Письменное задание 1: Воспроизведите дословно записи, начиная со строки, в которой есть «If you could mark the green leaf», до строки, в которой есть «(1208, 185)», включительно.

А что получилось в Таганроге?! Сотни верст бодро отшагал старик, согреваемый предчувствием встречи с бывшим своим учеником, а вот встреча вышла такою, что почти сразу бросился он назад, по еще отчетливым своим вчерашним следам.
Правда, началось все как нельзя лучше. Его так долго ждали, уже и не чаяли увидеть у себя! Он все такой же, Григорий Саввич, молодой да веселый, года его не берут!..
Вот в чистой рубахе, омытый от дорожной пыли, обласканный хозяевами, странник сидит под вечер в комнате, при свежем морском ветерке, задувающем в окно, сидит, наслаждаясь дружеской беседой. А между тем маленький провинциальный Таганрог уже весь взбудоражен. Слуги носятся с приглашениями. Приглашенные ждут не дождутся назначенного часа. Одичавший в бездействии слух провинциала любую свежую весть принимает как-то наискось и набекрень. Предположения родились лихие: говорят, что к Григорию Ковалинскому собственной персоной пожаловал бывший фаворит императрицы Елизаветы; иные же говорят, что пришелец – не кто иной, как ловко перерядившийся в бродяжку мастер черной магии – тот самый, что, как известно, в Петербурге на целую неделю заморозил взглядом жену старшего Ковалинского.
И жутковато идти на погляд этакого живого монстра, и не пойдешь – обидно!..
Посреди беседы что-то вдруг забеспокоило Григория Саввича: к чему бы эти шумы, шушуканье, поскрипывание половиц? И эти люди, совершенно незнакомые, но с таким одинаковым глуповато-выжидательным выражением на физиономиях!
Рассаживаются. В упор разглядывают его. Шепчутся. Покашливают. Ждут. Нука, что за диковинную речь произнесет этот Сковорода?
Но тут он как раз и замолк.

Письменное задание 2: Процитируйте без изменений отрывок о приезде Сковороды в Таганрог от слов «Посреди беседы что-то» до слов «раз и замолк.» включительно.

Строки набора данных о расположении объектов
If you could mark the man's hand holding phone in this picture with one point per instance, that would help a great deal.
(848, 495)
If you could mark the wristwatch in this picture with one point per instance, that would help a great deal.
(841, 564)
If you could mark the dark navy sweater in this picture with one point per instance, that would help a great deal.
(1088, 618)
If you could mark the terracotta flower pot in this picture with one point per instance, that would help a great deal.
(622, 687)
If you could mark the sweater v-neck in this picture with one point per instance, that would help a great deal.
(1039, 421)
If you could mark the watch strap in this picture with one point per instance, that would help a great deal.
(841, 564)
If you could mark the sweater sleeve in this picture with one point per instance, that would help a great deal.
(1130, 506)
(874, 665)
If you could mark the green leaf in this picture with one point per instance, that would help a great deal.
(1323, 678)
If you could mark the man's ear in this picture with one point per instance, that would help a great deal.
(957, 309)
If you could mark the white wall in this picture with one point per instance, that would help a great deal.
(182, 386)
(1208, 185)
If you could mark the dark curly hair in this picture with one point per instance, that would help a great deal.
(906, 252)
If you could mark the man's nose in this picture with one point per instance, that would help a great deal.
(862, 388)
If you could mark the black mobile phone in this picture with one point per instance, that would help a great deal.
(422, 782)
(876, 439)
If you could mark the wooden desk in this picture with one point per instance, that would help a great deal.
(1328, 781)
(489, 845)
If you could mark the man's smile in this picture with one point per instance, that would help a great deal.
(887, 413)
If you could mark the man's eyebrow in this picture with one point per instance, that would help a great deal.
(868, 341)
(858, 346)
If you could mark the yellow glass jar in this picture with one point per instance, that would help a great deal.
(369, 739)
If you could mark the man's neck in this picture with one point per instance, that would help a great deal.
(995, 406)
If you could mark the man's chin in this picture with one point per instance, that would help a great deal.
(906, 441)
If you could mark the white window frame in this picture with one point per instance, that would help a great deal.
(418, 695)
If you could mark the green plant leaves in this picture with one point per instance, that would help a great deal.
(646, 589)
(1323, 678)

Полный ответ 1:
If you could mark the green leaf in this picture with one point per instance, that would help a great deal.
(1323, 678)
If you could mark the man's ear in this picture with one point per instance, that would help a great deal.
(957, 309)
If you could mark the white wall in this picture with one point per instance, that would help a great deal.
(182, 386)
(1208, 185)

Полный ответ 2:
Посреди беседы что-то вдруг забеспокоило Григория Саввича: к чему бы эти шумы, шушуканье, поскрипывание половиц? И эти люди, совершенно незнакомые, но с таким одинаковым глуповато-выжидательным выражением на физиономиях!
Рассаживаются. В упор разглядывают его. Шепчутся. Покашливают. Ждут. Нука, что за диковинную речь произнесет этот Сковорода?
Но тут он как раз и замолк.